Instructions to follow:
Reproduce the entries below exactly, but only from the line containing "Target: running board" to the line containing "Target: desert sand", inclusive.

+++ Recorded data

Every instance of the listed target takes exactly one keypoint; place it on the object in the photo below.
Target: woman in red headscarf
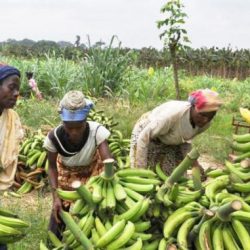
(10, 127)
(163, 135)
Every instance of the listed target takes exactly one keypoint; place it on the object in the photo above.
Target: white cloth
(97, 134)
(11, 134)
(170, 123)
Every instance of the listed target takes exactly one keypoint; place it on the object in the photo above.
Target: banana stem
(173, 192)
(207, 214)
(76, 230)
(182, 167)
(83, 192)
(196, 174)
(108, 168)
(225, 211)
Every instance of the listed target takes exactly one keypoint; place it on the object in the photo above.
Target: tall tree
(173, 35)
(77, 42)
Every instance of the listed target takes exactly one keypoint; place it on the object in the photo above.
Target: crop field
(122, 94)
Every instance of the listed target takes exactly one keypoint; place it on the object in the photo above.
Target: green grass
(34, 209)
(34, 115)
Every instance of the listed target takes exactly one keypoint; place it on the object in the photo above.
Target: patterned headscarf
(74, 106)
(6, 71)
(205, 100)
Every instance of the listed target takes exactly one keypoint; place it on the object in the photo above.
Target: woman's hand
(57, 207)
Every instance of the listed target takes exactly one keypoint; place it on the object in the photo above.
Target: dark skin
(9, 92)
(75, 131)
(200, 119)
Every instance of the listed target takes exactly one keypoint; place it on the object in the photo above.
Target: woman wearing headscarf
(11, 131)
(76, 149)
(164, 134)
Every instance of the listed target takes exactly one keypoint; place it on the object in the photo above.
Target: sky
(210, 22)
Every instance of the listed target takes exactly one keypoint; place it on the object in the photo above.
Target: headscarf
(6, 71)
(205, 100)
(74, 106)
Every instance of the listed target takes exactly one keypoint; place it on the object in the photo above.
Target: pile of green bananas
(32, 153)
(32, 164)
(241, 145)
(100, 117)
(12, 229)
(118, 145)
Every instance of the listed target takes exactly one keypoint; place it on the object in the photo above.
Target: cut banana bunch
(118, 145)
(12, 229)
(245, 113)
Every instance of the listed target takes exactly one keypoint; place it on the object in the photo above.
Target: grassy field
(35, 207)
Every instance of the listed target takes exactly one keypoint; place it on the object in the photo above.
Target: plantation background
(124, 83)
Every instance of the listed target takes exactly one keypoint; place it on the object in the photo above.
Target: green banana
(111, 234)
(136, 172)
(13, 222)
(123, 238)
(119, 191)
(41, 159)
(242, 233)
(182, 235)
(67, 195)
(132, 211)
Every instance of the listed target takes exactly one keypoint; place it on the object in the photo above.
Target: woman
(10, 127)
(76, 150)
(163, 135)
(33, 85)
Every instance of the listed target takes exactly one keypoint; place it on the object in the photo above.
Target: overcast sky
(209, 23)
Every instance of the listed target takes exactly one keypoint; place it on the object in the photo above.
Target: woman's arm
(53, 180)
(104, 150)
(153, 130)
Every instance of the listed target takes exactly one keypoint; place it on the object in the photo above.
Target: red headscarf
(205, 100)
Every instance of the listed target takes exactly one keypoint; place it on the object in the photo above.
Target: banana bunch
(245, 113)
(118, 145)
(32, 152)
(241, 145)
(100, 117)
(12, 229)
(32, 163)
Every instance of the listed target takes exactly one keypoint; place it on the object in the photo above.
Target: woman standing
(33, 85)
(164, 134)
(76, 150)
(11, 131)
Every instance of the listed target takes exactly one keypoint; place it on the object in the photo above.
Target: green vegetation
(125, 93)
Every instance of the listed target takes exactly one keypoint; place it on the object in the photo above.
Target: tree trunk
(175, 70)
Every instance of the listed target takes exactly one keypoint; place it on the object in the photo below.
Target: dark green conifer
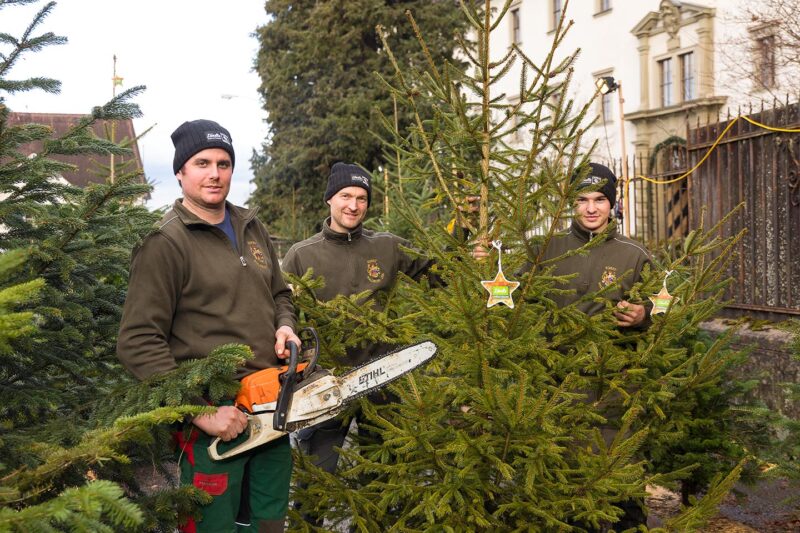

++++++
+++ Recorded data

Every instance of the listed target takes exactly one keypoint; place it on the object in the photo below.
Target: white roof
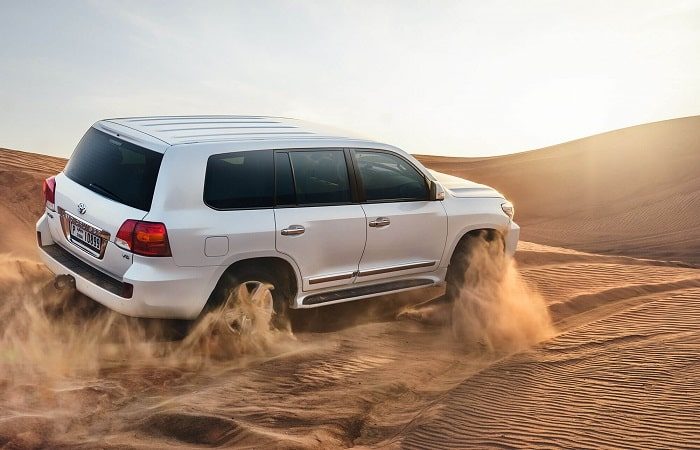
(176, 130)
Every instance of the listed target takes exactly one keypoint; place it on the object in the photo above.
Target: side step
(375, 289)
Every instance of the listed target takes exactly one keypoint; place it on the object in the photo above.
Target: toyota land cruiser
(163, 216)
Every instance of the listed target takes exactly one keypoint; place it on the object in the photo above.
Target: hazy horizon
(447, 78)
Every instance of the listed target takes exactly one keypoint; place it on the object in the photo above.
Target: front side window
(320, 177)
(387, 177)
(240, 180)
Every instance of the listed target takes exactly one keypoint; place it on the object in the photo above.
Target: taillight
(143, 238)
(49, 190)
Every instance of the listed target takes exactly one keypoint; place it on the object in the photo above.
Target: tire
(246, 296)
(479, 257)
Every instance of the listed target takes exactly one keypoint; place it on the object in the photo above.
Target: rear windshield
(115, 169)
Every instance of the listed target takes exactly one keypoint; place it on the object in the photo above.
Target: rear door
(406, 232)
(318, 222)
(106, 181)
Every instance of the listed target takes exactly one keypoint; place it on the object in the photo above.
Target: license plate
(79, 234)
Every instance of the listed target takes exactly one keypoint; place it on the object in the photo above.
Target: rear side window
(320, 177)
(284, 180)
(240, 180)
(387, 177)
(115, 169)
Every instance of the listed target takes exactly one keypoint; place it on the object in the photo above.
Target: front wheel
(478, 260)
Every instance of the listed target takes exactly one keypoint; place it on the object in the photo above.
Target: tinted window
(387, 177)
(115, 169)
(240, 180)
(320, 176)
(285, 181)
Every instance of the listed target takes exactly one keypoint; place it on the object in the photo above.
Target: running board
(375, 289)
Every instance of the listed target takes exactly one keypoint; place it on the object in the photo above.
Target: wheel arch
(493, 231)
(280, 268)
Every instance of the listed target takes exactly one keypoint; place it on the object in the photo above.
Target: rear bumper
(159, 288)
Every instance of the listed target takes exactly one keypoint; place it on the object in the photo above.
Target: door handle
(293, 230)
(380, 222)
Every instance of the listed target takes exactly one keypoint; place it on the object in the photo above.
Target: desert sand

++++++

Solution for this problem:
Target: running board
(375, 289)
Every instance of the listed target takes exactly one keypoint; place it on the object in the photo above.
Target: wheel arch
(493, 231)
(280, 268)
Every instance of the listed target takes exactly one keypoint; place it on the object in the photo above.
Target: rear bumper
(159, 288)
Every instance of the listed target takes exactly one keypoint; place it on the object in the photo above.
Target: door handle
(293, 230)
(380, 222)
Every instance of the listed target takes exactly one keypoint; place it on the object in the photo above.
Target: desert sand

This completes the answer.